**Exercise objective**. Retype precisely the section of the data that starts at the line containing "of the dark" and runs to its final line, ends included.

>> start Records for the task

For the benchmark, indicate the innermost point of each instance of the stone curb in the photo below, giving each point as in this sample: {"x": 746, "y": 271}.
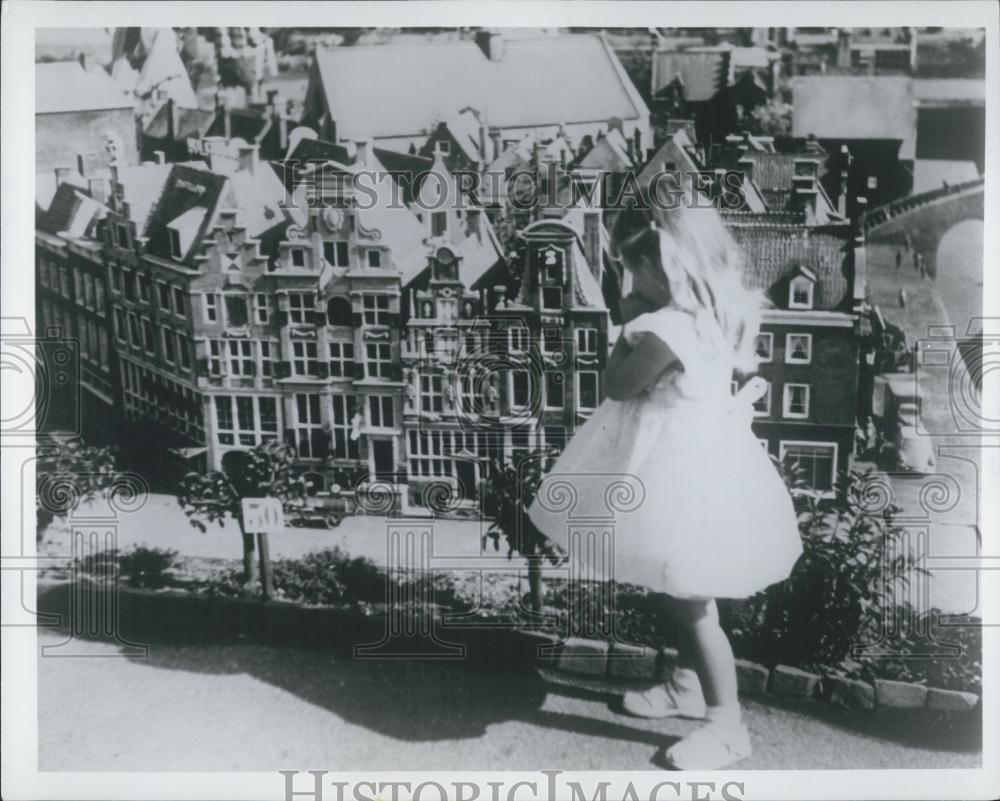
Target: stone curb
{"x": 621, "y": 664}
{"x": 610, "y": 665}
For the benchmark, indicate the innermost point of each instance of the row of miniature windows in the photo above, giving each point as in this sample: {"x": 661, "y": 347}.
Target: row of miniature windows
{"x": 798, "y": 348}
{"x": 795, "y": 401}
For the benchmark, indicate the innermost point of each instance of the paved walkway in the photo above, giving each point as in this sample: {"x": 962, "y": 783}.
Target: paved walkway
{"x": 252, "y": 707}
{"x": 952, "y": 532}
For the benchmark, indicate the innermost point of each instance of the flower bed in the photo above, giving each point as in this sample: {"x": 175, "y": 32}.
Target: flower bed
{"x": 331, "y": 578}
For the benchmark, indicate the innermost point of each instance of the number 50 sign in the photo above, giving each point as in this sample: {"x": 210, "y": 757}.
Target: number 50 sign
{"x": 262, "y": 515}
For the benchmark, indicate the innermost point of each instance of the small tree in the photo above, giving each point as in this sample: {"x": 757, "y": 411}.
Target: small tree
{"x": 68, "y": 473}
{"x": 511, "y": 488}
{"x": 773, "y": 118}
{"x": 266, "y": 471}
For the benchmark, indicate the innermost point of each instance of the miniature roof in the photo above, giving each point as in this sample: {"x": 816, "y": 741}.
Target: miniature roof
{"x": 70, "y": 212}
{"x": 950, "y": 90}
{"x": 319, "y": 150}
{"x": 258, "y": 196}
{"x": 65, "y": 86}
{"x": 856, "y": 107}
{"x": 702, "y": 73}
{"x": 186, "y": 188}
{"x": 163, "y": 69}
{"x": 142, "y": 187}
{"x": 775, "y": 252}
{"x": 931, "y": 174}
{"x": 190, "y": 122}
{"x": 610, "y": 153}
{"x": 537, "y": 81}
{"x": 247, "y": 124}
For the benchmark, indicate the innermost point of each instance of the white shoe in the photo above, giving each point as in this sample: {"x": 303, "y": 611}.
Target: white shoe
{"x": 711, "y": 747}
{"x": 680, "y": 696}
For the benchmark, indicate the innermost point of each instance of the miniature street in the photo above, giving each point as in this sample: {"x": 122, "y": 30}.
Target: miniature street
{"x": 258, "y": 708}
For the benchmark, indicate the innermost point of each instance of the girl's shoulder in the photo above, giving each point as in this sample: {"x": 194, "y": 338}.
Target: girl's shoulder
{"x": 668, "y": 323}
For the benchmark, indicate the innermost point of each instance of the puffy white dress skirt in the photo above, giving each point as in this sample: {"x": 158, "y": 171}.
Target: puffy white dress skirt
{"x": 678, "y": 482}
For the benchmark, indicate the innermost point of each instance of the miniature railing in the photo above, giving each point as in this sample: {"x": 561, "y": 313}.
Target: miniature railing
{"x": 882, "y": 214}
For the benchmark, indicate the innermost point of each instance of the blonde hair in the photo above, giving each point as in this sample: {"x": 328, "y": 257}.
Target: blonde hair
{"x": 697, "y": 262}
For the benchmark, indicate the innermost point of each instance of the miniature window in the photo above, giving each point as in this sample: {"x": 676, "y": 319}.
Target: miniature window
{"x": 520, "y": 388}
{"x": 586, "y": 341}
{"x": 517, "y": 339}
{"x": 800, "y": 293}
{"x": 762, "y": 406}
{"x": 552, "y": 298}
{"x": 586, "y": 398}
{"x": 175, "y": 244}
{"x": 554, "y": 382}
{"x": 335, "y": 253}
{"x": 338, "y": 311}
{"x": 816, "y": 460}
{"x": 764, "y": 347}
{"x": 380, "y": 411}
{"x": 796, "y": 401}
{"x": 798, "y": 348}
{"x": 236, "y": 311}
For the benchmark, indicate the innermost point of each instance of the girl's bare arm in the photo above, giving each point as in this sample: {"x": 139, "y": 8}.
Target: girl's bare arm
{"x": 632, "y": 369}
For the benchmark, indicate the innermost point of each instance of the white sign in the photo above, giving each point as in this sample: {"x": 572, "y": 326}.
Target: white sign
{"x": 263, "y": 515}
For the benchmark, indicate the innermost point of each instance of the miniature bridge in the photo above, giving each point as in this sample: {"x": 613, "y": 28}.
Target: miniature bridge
{"x": 923, "y": 220}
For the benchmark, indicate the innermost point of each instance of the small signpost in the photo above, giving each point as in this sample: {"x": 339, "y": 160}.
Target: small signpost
{"x": 262, "y": 516}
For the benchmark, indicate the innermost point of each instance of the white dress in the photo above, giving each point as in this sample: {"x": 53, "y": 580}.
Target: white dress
{"x": 694, "y": 505}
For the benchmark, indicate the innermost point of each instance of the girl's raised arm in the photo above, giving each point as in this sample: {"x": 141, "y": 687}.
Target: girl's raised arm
{"x": 633, "y": 369}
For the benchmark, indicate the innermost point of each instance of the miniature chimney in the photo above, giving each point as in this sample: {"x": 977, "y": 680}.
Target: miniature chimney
{"x": 805, "y": 187}
{"x": 491, "y": 43}
{"x": 97, "y": 189}
{"x": 858, "y": 256}
{"x": 249, "y": 158}
{"x": 845, "y": 163}
{"x": 592, "y": 241}
{"x": 472, "y": 223}
{"x": 844, "y": 48}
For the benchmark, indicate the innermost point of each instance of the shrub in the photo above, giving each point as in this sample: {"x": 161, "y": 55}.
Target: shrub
{"x": 151, "y": 568}
{"x": 850, "y": 572}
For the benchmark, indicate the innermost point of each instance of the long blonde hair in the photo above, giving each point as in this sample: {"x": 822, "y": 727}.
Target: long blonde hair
{"x": 697, "y": 262}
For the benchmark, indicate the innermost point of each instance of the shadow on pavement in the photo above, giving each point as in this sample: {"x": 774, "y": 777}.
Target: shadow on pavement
{"x": 413, "y": 700}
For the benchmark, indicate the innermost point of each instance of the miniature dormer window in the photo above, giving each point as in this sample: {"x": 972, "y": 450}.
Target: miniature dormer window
{"x": 335, "y": 253}
{"x": 552, "y": 298}
{"x": 175, "y": 245}
{"x": 445, "y": 265}
{"x": 801, "y": 289}
{"x": 236, "y": 311}
{"x": 338, "y": 311}
{"x": 439, "y": 223}
{"x": 552, "y": 260}
{"x": 184, "y": 229}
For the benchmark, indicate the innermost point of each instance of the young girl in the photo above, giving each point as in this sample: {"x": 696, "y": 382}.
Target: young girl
{"x": 716, "y": 519}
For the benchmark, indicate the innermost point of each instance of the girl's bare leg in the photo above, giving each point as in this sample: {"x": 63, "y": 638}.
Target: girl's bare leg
{"x": 705, "y": 647}
{"x": 723, "y": 739}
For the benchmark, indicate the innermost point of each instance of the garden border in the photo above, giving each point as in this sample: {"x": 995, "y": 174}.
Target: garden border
{"x": 614, "y": 665}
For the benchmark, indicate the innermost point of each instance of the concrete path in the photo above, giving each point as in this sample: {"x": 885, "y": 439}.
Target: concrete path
{"x": 252, "y": 707}
{"x": 952, "y": 532}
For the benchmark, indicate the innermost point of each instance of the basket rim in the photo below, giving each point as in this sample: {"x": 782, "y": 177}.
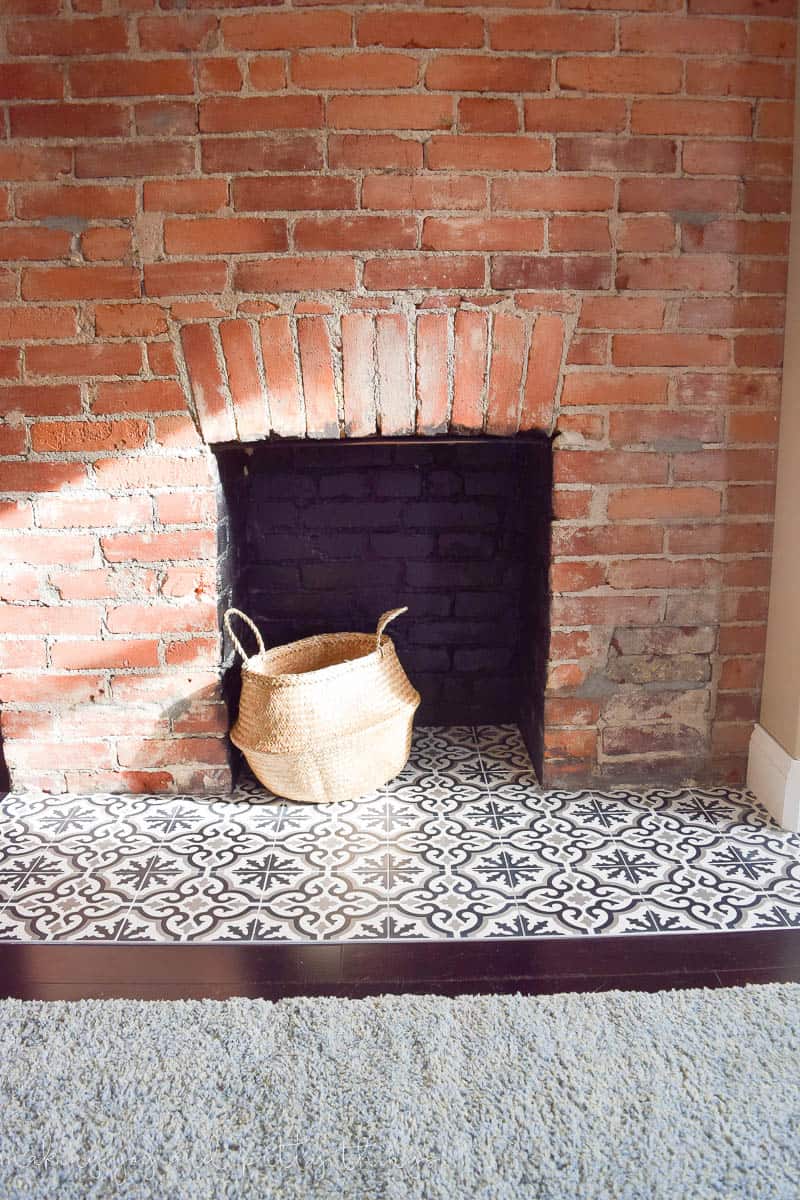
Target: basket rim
{"x": 300, "y": 678}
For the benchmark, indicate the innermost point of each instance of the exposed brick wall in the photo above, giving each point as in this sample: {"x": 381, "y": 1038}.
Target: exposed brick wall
{"x": 624, "y": 169}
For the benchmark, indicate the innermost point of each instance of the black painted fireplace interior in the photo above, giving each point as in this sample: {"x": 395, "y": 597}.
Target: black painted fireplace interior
{"x": 324, "y": 537}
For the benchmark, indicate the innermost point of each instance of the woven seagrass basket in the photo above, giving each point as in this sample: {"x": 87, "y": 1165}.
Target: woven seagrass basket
{"x": 328, "y": 718}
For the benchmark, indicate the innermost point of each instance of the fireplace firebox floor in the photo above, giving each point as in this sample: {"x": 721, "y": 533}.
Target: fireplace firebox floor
{"x": 463, "y": 845}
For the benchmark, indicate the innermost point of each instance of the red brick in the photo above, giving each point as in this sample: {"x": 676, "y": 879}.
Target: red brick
{"x": 224, "y": 235}
{"x": 56, "y": 201}
{"x": 182, "y": 31}
{"x": 606, "y": 610}
{"x": 360, "y": 71}
{"x": 318, "y": 382}
{"x": 625, "y": 75}
{"x": 185, "y": 195}
{"x": 470, "y": 359}
{"x": 746, "y": 312}
{"x": 184, "y": 279}
{"x": 589, "y": 273}
{"x": 432, "y": 373}
{"x": 753, "y": 427}
{"x": 663, "y": 503}
{"x": 482, "y": 233}
{"x": 133, "y": 160}
{"x": 553, "y": 195}
{"x": 763, "y": 275}
{"x": 34, "y": 244}
{"x": 422, "y": 30}
{"x": 162, "y": 118}
{"x": 79, "y": 282}
{"x": 710, "y": 77}
{"x": 485, "y": 72}
{"x": 758, "y": 349}
{"x": 578, "y": 233}
{"x": 621, "y": 312}
{"x": 30, "y": 81}
{"x": 505, "y": 375}
{"x": 31, "y": 323}
{"x": 401, "y": 112}
{"x": 161, "y": 618}
{"x": 593, "y": 388}
{"x": 224, "y": 75}
{"x": 65, "y": 437}
{"x": 35, "y": 162}
{"x": 711, "y": 273}
{"x": 286, "y": 30}
{"x": 423, "y": 271}
{"x": 543, "y": 372}
{"x": 743, "y": 538}
{"x": 594, "y": 540}
{"x": 234, "y": 114}
{"x": 130, "y": 319}
{"x": 739, "y": 237}
{"x": 43, "y": 547}
{"x": 761, "y": 159}
{"x": 62, "y": 400}
{"x": 767, "y": 196}
{"x": 156, "y": 547}
{"x": 95, "y": 654}
{"x": 645, "y": 234}
{"x": 67, "y": 39}
{"x": 396, "y": 403}
{"x": 487, "y": 117}
{"x": 685, "y": 195}
{"x": 663, "y": 427}
{"x": 617, "y": 154}
{"x": 208, "y": 384}
{"x": 65, "y": 120}
{"x": 355, "y": 233}
{"x": 84, "y": 360}
{"x": 246, "y": 389}
{"x": 589, "y": 349}
{"x": 299, "y": 274}
{"x": 280, "y": 153}
{"x": 715, "y": 117}
{"x": 669, "y": 349}
{"x": 420, "y": 192}
{"x": 382, "y": 150}
{"x": 570, "y": 504}
{"x": 293, "y": 192}
{"x": 10, "y": 363}
{"x": 552, "y": 31}
{"x": 282, "y": 384}
{"x": 358, "y": 375}
{"x": 473, "y": 151}
{"x": 609, "y": 467}
{"x": 154, "y": 77}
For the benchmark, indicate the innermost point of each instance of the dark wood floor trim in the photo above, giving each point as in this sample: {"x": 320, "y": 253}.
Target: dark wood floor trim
{"x": 534, "y": 966}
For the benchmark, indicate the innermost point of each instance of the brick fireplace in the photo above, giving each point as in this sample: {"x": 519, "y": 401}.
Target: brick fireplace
{"x": 330, "y": 222}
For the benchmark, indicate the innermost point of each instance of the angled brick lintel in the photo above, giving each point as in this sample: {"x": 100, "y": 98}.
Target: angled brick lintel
{"x": 310, "y": 385}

>> end Records for the task

**Final result**.
For the benchmark, indicate the innermost point of each instance of the dark wood floor trim in the photo above, giving each point as in this sample: {"x": 320, "y": 253}.
Target: dark wood floor trim
{"x": 534, "y": 966}
For the benchmark, indicate the innermost point of each instance of the brick fireplace in the photo above, giving each point as in this sample: {"x": 519, "y": 401}.
Target: brick fireplace
{"x": 330, "y": 222}
For the benchmark, indicate the innermost point of each instance of the angled brick lintel in the photo above, giving each point as in this sample: {"x": 100, "y": 98}.
Target: angled brick lintel
{"x": 310, "y": 385}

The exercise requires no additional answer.